All the entries need to be quoted exactly, apart from the pictures, which you should drop.

'''

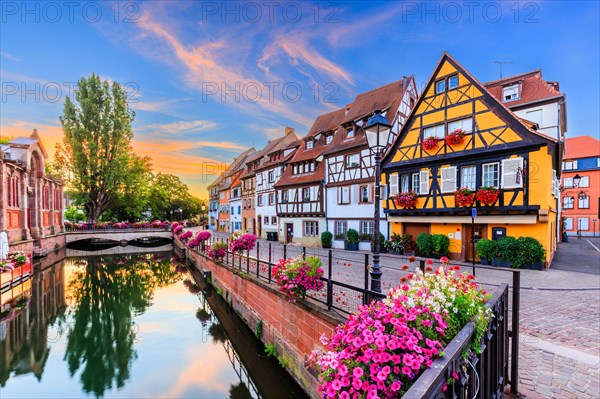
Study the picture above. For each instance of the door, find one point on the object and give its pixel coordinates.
(480, 231)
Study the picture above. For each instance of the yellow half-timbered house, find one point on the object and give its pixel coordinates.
(459, 136)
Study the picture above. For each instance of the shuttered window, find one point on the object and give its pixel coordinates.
(448, 179)
(394, 184)
(424, 182)
(512, 173)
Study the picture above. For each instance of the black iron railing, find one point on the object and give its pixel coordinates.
(485, 374)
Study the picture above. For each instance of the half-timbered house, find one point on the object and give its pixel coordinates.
(255, 162)
(267, 174)
(300, 190)
(349, 163)
(460, 136)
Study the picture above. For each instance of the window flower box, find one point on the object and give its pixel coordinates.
(487, 195)
(456, 137)
(430, 143)
(406, 199)
(463, 197)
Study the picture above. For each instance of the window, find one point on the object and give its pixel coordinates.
(353, 161)
(440, 86)
(512, 173)
(415, 182)
(568, 223)
(311, 229)
(306, 194)
(452, 82)
(448, 179)
(394, 184)
(464, 124)
(491, 175)
(366, 227)
(584, 202)
(365, 194)
(435, 131)
(343, 195)
(340, 229)
(468, 176)
(404, 183)
(568, 202)
(534, 116)
(510, 93)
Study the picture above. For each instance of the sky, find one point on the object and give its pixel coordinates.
(209, 79)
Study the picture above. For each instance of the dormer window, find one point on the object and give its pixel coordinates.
(510, 93)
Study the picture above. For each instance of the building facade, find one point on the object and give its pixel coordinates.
(581, 186)
(497, 149)
(349, 163)
(31, 202)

'''

** Exercise answer **
Study the picture above. For each instance of the door, find one point on the object and give its pixel coordinates.
(480, 231)
Study the picture above. For each instance of the yellow half-timbered house, find one point on the object and give its pixel coordinates.
(459, 136)
Study the picture above. For each instance of the shuttered window, find one point on the object and give its pixel coordinates.
(448, 179)
(394, 184)
(424, 182)
(512, 173)
Study the picture above. For each instance of the black iron railing, find one point on the object and give its pixel coordinates.
(485, 374)
Study the picture above. For each instance of the half-timbered house, find one point on the object and give its pixel coordinates.
(255, 162)
(267, 174)
(300, 190)
(349, 163)
(460, 136)
Study the picture above. For each instance of the window flower box, find one point on the object and give its pixel coordinates.
(487, 195)
(456, 137)
(430, 143)
(406, 199)
(463, 197)
Study the picture above. For each instance of the window, find one point on the object and give its pixel coordinates.
(353, 161)
(440, 86)
(512, 173)
(415, 182)
(568, 223)
(311, 229)
(306, 194)
(452, 82)
(448, 179)
(394, 184)
(464, 124)
(491, 175)
(366, 227)
(584, 202)
(365, 194)
(435, 131)
(343, 195)
(340, 229)
(468, 176)
(404, 183)
(568, 202)
(534, 116)
(510, 93)
Study the picture above. For each instance of the sky, find one point on the object and give its pixel coordinates.
(209, 79)
Study the picture above. For each instance of the dormer window, find one point on the object and give its pixel coordinates.
(510, 93)
Study the picture above. For each instance of the building facade, find one point on the object and give its pixel coordinates.
(581, 186)
(497, 149)
(349, 163)
(31, 202)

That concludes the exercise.